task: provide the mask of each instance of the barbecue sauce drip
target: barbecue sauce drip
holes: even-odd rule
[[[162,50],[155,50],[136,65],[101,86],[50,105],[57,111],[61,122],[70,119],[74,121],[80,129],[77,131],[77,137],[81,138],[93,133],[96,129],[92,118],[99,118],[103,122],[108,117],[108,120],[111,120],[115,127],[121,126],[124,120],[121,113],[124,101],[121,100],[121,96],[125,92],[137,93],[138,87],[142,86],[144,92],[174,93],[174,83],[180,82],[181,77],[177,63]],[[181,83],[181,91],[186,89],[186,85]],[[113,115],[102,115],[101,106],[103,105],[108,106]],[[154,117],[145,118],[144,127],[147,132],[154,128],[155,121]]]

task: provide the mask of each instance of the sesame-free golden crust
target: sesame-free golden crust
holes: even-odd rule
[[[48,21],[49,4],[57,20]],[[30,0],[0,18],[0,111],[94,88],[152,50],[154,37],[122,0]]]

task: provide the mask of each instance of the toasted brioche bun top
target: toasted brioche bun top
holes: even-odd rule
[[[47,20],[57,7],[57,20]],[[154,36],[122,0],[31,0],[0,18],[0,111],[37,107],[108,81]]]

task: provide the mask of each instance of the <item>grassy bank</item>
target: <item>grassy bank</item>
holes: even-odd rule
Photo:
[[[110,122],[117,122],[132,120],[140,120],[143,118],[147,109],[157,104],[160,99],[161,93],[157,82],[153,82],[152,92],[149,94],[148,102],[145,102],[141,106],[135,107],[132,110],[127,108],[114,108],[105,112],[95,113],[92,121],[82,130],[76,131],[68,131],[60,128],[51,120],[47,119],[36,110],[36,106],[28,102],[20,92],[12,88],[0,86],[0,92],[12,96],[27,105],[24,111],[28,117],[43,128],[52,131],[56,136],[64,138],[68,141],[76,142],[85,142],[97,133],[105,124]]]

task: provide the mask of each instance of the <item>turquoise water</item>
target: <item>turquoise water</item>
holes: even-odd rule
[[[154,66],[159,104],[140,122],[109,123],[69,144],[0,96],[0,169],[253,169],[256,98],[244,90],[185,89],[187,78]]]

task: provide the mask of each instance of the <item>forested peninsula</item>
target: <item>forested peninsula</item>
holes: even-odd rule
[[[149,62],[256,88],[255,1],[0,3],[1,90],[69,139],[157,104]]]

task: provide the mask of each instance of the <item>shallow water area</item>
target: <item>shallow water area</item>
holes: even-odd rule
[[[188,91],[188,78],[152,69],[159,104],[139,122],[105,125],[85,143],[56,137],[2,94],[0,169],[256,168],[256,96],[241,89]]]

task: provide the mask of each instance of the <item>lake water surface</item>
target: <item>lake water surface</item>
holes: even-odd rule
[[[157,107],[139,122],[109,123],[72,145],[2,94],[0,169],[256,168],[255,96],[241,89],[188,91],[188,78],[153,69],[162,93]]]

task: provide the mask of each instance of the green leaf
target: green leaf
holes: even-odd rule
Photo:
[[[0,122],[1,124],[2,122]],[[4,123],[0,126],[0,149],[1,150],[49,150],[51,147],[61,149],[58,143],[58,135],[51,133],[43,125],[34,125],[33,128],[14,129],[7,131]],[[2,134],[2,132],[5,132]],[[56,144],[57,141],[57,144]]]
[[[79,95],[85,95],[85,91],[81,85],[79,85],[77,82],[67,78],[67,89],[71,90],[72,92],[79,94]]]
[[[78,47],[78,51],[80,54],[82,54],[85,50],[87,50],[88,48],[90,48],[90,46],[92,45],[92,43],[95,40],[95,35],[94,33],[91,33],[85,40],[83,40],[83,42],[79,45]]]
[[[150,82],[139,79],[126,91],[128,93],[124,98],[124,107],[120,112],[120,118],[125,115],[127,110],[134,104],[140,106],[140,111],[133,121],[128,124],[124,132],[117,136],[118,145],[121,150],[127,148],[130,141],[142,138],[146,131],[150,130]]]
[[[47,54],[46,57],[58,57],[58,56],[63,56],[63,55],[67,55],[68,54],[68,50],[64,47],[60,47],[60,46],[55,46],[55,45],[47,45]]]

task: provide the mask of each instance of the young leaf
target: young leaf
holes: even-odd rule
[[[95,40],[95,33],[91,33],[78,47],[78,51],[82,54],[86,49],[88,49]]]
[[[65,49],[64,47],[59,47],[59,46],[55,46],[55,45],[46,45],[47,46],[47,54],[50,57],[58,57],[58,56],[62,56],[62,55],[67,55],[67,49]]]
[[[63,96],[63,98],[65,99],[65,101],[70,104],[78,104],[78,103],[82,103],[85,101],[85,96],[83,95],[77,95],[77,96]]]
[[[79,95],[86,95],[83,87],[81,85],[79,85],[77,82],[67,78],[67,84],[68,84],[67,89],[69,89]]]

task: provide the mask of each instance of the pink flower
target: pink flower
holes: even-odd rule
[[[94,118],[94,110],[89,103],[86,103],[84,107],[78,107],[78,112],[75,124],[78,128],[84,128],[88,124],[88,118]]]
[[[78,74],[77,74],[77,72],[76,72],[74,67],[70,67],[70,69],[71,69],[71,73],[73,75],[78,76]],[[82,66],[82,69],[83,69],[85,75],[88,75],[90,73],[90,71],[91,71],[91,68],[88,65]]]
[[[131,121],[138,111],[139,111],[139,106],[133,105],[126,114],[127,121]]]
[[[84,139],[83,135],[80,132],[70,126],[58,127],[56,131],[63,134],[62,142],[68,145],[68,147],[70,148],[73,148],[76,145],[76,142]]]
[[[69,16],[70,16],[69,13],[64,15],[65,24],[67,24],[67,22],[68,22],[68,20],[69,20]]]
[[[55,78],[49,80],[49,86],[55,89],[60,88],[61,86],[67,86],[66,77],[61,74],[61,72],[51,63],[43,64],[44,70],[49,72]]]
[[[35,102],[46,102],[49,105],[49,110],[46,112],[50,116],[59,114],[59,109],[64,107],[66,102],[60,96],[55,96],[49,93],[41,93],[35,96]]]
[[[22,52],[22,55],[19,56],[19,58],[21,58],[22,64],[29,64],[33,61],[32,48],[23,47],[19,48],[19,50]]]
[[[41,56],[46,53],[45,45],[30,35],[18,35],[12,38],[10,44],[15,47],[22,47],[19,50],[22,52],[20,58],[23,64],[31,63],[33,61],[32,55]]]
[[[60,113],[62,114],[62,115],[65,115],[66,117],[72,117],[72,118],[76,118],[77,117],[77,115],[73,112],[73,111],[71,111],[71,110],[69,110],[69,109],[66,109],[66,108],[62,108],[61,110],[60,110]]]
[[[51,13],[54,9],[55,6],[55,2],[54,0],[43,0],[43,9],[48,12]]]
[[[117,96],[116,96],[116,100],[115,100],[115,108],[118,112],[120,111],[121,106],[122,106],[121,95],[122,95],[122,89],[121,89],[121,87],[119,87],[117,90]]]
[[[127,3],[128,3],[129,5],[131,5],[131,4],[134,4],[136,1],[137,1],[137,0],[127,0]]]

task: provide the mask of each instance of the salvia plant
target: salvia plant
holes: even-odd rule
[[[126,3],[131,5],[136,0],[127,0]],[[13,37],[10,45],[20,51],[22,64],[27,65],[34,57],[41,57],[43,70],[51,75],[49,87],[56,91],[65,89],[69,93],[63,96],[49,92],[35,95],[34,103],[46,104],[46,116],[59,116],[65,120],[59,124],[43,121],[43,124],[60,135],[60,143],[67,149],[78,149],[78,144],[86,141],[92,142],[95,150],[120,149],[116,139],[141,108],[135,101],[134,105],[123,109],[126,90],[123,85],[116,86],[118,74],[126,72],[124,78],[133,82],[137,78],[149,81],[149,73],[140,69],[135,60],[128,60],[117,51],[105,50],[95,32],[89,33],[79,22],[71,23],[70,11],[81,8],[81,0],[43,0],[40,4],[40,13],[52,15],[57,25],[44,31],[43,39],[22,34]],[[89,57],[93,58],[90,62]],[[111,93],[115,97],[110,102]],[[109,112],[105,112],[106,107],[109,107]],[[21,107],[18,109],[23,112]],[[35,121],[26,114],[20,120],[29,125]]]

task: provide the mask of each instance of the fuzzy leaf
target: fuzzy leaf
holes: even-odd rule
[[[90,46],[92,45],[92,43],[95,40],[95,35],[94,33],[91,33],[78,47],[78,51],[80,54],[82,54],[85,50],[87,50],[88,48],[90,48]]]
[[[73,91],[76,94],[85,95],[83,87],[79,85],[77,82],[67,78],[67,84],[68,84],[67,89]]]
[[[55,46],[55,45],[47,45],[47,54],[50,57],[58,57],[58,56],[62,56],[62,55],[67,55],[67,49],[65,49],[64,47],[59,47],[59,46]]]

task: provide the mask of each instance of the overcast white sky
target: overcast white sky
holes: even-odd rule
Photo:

--- STATED GOAL ---
Copy each line exactly, from the line containing "task: provide the mask of each instance of the fuzzy" down to the last line of the material, and no other lines.

--- FINAL RESULT ---
task: provide the mask of each instance of the fuzzy leaf
target: fuzzy leaf
holes: even-odd rule
[[[90,46],[92,45],[92,43],[95,40],[95,35],[94,33],[91,33],[78,47],[78,51],[80,54],[82,54],[85,50],[87,50],[88,48],[90,48]]]
[[[73,91],[76,94],[85,95],[83,87],[79,85],[77,82],[67,78],[67,84],[68,84],[67,89]]]
[[[55,46],[55,45],[47,45],[47,54],[50,57],[58,57],[58,56],[62,56],[62,55],[67,55],[67,49],[65,49],[64,47],[59,47],[59,46]]]

task: provide the mask of each instance of the overcast white sky
target: overcast white sky
holes: even-odd rule
Photo:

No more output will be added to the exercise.